**PROVIDED TEXT**.
----

When Should You Use an Informational Memo for Business Capital Raising in Australia?

Thinking about raising capital for your business? An information memorandum (often called an “IM” or informational memo) can help you present your opportunity clearly, manage legal risk and build trust with potential investors.

Whether you’re lining up your first seed round or preparing a larger private placement, investors will want a well-structured, transparent picture of your business and the terms of the offer. An IM does exactly that.

In this guide, we’ll cover what an IM is, when you should use one in Australia, what to include, the key legal rules (including common investor exemptions), and the supporting documents that keep your raise clean and compliant from day one.

What Is an Information Memorandum (IM)?

An information memorandum is a disclosure document you share with prospective investors (or lenders) before they commit funds. Its job is to help investors assess the opportunity on an informed basis and to put your offer on a clear, professional footing.

It’s different from an internal business plan. A business plan focuses on strategy and operations for your team. An IM is outward-facing and covers the facts a prudent investor needs to know about your business and the terms of the offer.

What an IM Usually Covers

  • Company background and structure, products/services, and key people
  • Market overview and competitive landscape
  • Financial information (historic results, forecasts and key assumptions)
  • Details of the offer (e.g. ordinary shares, preference shares, convertible notes, or debt)
  • Rights attaching to the securities and key terms (governance, anti-dilution, exit mechanics)
  • Material risks and how you’re managing them
  • Legal and regulatory considerations relevant to the offer
  • How to participate and who to contact with questions

You might also hear the IM described as an “offer document” or “private placement memorandum” in a private capital raise context. The labels can vary, but the purpose is the same: give investors a clear, fair picture of the business and the securities on offer.

When Do You Need An IM For Capital Raising in Australia?

Not every funding scenario requires a full IM. But as a general rule, the more external and arm’s-length the investors (and the larger the amount being raised), the more important a professional IM becomes.

  • Raising funds from external investors you don’t know personally (angels, VCs or family offices)

----

**TASK DETAILS**. Retype the passage of the information memorandum guide from "Thinking about raising" up to and including "does exactly that.".

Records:
----

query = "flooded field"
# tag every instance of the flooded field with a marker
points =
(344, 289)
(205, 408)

----

**SOLUTION**.
Thinking about raising capital for your business? An information memorandum (often called an “IM” or informational memo) can help you present your opportunity clearly, manage legal risk and build trust with potential investors.

Whether you’re lining up your first seed round or preparing a larger private placement, investors will want a well-structured, transparent picture of your business and the terms of the offer. An IM does exactly that.